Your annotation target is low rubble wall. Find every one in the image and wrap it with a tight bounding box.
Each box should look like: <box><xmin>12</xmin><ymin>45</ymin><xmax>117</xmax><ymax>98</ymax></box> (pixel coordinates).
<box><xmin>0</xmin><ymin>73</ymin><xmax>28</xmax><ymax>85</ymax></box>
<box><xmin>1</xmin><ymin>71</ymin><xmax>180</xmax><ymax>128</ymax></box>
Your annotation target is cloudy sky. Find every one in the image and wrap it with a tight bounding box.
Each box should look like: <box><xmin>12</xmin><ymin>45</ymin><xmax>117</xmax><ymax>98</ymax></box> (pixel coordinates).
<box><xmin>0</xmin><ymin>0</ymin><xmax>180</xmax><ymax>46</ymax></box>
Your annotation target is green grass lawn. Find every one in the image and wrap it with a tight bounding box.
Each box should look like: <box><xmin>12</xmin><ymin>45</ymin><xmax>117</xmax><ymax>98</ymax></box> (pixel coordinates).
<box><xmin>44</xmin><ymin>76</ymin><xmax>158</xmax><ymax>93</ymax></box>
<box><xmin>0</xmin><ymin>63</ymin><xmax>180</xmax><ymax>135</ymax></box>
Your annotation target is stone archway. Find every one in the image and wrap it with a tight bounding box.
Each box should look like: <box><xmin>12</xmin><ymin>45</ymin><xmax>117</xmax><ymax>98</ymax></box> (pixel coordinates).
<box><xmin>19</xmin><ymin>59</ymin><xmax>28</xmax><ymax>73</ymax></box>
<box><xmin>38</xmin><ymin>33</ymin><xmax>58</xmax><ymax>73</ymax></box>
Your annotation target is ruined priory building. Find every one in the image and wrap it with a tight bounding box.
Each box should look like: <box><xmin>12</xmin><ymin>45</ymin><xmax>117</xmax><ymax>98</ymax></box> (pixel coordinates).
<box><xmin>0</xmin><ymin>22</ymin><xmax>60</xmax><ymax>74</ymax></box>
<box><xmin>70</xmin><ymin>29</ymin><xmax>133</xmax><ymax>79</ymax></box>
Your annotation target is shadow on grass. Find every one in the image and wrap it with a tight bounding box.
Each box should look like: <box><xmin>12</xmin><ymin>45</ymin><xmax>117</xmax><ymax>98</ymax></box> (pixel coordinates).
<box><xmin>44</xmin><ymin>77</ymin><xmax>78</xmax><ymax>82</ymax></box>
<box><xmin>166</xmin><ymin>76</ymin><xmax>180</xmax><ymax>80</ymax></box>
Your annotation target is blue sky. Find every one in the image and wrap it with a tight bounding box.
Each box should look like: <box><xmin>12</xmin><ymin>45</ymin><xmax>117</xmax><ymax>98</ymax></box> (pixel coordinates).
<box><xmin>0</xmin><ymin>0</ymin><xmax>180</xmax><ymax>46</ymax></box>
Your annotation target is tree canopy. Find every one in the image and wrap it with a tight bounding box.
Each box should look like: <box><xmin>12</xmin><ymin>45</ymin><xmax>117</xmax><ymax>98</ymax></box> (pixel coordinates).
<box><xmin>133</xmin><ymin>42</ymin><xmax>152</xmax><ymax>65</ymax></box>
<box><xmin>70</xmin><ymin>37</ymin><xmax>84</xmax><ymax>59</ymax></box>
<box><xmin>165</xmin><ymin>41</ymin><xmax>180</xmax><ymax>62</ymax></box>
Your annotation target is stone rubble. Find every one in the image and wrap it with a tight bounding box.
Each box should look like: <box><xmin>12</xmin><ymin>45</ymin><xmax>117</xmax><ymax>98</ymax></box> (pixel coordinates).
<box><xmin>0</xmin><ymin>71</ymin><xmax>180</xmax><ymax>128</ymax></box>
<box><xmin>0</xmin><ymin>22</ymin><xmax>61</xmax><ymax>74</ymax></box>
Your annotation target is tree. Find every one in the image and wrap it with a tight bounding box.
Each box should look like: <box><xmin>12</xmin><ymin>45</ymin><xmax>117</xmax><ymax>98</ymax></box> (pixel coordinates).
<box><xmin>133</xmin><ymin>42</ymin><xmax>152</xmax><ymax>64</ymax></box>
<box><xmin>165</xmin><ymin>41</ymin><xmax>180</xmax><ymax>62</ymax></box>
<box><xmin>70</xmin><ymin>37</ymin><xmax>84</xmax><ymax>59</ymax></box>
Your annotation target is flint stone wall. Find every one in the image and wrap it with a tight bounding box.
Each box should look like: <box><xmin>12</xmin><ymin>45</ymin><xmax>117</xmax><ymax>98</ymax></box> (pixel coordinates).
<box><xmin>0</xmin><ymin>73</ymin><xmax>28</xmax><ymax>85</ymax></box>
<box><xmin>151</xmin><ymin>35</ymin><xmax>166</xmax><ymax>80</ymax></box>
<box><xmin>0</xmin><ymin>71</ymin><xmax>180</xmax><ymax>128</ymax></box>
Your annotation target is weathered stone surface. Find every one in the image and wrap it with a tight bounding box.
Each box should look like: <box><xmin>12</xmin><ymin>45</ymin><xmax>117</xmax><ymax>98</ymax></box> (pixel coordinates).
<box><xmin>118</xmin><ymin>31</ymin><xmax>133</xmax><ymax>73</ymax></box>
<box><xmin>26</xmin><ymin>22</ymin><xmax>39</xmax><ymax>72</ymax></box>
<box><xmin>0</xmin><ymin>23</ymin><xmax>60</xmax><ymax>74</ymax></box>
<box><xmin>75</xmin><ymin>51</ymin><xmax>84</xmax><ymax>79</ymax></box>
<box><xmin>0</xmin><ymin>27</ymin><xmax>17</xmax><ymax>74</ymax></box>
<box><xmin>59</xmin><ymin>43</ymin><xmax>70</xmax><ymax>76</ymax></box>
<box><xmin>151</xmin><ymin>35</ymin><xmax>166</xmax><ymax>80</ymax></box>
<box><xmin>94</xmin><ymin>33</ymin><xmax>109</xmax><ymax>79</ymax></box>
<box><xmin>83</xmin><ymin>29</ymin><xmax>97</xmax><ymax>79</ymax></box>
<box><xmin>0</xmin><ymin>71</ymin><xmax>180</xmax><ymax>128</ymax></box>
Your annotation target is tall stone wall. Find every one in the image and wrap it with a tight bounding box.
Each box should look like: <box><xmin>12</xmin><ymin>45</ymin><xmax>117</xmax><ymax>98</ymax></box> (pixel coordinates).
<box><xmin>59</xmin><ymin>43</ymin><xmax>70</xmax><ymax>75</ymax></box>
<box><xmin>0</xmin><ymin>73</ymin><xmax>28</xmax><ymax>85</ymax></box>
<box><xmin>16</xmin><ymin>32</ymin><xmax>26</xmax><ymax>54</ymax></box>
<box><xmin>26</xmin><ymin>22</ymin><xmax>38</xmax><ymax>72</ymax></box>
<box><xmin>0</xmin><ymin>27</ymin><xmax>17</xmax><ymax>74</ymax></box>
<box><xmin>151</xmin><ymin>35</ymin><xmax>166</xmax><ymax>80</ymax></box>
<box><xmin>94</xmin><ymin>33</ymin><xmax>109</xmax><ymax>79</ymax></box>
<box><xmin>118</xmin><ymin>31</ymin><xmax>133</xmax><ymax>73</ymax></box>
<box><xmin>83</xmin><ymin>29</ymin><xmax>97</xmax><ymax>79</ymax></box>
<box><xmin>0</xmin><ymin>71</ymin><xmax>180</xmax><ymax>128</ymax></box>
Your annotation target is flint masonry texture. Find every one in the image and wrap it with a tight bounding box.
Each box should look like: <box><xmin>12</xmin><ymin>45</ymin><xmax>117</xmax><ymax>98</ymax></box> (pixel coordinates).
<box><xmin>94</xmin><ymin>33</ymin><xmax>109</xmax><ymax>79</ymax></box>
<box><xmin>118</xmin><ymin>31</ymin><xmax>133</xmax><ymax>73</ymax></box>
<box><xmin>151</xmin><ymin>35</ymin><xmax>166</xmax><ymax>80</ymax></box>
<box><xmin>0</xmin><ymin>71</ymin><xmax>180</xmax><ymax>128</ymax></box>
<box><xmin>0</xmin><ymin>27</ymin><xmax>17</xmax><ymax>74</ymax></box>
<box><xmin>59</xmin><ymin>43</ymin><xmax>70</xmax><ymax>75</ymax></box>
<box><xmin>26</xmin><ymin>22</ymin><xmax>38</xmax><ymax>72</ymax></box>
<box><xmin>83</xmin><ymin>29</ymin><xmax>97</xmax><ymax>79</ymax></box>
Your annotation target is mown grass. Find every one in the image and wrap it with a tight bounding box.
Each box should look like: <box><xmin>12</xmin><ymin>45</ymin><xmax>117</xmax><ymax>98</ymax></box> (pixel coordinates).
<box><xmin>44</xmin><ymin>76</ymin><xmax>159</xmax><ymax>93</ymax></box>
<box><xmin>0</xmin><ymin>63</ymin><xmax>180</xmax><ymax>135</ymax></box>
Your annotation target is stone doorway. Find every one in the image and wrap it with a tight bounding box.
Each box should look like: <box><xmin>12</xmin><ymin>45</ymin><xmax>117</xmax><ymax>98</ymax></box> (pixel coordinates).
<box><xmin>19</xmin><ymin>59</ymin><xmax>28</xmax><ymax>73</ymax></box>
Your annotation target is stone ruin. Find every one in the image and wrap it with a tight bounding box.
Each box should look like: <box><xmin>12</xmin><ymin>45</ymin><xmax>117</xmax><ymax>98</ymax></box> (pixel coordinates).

· · · · · · ·

**What needs to be done**
From the line containing "Your annotation target is stone doorway." to the last line of the material, please quote every line exactly and only those.

**Full response**
Your annotation target is stone doorway. Find every one in the image and wrap it with a tight bounding box.
Each box should look like: <box><xmin>12</xmin><ymin>45</ymin><xmax>117</xmax><ymax>98</ymax></box> (pixel coordinates).
<box><xmin>19</xmin><ymin>59</ymin><xmax>28</xmax><ymax>73</ymax></box>
Your annotation target is stone ruin. Find every one in the image and wrap it with a tight bounding box.
Each box should look like: <box><xmin>12</xmin><ymin>45</ymin><xmax>117</xmax><ymax>98</ymax></box> (pixel coordinates).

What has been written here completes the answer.